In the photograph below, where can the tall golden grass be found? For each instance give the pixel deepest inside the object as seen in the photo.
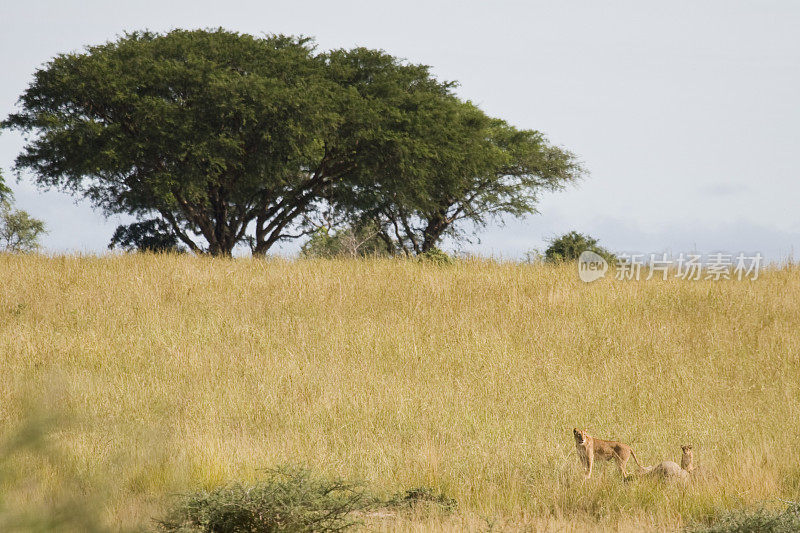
(180, 372)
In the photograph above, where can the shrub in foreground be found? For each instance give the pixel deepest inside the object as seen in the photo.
(288, 500)
(760, 521)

**Aim of the exercise**
Your copy should match the material above exactly, minus its pictures.

**Response to the task**
In the photograph below, where can the tall golden grass be found? For each instance give the pixel deepest inside the object as seen in the photo.
(180, 372)
In the photograph above, where can the shrub in foreground be found? For each instance give the pixel deepest inside the object as seen in the photo.
(288, 500)
(760, 521)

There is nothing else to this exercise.